◆ GIVEN PROBLEM: From the text on the design documentation platform, extract everything from "The fix wasn’t" down to "to ask them." word for word.

◆ QUOTED TEXT:
0
Annotation hours
Manual spec annotation eliminated. The platform is the handoff — no PDFs to export, no Sketch links to maintain.
01 · AI + Design Systems
The gap between design intent and shipped product cost weeks of back-and-forth on every component. I built a living documentation platform to close it — replacing PDFs and Sketch links with a single URL.
The Problem
Every component handoff followed the same script: send a PDF export, a link to a Sketch library, and a Radar ticket written for an engineer who hadn’t sat in the design review. Nobody could run the spec. Nobody could resize it to test mobile. And by the time engineering asked the first follow-up question, the Sketch file had already changed.
The result was a fragmented documentation landscape. Each artifact lived in a different place, maintained by a different person, at a different level of freshness. Web developers discovered edge cases the PDF never addressed. Engineers had to interpret static annotations instead of inspecting working code. Designers spent time answering questions that a running prototype would have answered automatically.
“Specs felt like a wishlist.”
The fix wasn’t better annotations or more detailed tickets. It was a different format entirely — one that could run in a browser, adapt to dark mode, and answer follow-up questions before anyone had to ask them.

◆ EXTRACTED RECORDS:
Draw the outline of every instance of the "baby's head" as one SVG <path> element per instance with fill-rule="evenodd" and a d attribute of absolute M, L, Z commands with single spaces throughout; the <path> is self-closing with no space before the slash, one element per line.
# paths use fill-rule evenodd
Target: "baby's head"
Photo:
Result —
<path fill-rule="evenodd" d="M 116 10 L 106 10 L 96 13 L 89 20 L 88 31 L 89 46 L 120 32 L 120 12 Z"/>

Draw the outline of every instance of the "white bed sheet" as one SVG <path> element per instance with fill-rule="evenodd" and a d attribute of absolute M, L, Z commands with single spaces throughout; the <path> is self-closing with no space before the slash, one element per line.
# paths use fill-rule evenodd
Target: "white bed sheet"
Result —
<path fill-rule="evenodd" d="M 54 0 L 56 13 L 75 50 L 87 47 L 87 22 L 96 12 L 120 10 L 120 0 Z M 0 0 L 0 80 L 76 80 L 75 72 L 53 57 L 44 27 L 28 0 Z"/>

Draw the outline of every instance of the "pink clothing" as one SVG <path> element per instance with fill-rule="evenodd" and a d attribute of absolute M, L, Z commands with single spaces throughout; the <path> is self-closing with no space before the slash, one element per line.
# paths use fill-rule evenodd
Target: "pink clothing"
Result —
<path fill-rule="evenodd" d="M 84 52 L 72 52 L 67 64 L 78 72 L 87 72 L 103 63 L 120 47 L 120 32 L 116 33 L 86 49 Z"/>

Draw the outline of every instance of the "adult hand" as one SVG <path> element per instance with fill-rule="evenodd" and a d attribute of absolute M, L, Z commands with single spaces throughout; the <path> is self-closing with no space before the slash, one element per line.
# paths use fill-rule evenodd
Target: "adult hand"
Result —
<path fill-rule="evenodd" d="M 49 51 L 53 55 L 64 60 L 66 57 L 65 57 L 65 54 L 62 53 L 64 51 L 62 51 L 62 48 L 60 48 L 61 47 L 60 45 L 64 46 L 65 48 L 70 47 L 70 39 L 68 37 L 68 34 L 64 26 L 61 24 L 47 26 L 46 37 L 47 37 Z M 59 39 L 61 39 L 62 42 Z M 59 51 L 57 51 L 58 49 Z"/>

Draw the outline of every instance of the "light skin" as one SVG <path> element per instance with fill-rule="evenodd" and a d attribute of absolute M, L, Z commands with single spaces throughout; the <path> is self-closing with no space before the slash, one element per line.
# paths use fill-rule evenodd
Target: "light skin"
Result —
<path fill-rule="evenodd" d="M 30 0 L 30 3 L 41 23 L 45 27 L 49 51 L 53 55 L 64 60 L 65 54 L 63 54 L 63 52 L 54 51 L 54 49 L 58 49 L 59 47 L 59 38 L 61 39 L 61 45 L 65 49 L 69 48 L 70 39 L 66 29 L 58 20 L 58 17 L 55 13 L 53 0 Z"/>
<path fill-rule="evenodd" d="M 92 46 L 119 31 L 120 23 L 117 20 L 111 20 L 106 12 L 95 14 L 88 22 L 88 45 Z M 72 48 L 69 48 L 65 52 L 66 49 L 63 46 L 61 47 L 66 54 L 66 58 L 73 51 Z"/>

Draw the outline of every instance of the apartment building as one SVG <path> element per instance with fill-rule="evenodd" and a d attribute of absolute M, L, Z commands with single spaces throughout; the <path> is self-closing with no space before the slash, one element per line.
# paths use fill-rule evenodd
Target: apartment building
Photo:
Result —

◆ RESPONSE:
The fix wasn’t better annotations or more detailed tickets. It was a different format entirely — one that could run in a browser, adapt to dark mode, and answer follow-up questions before anyone had to ask them.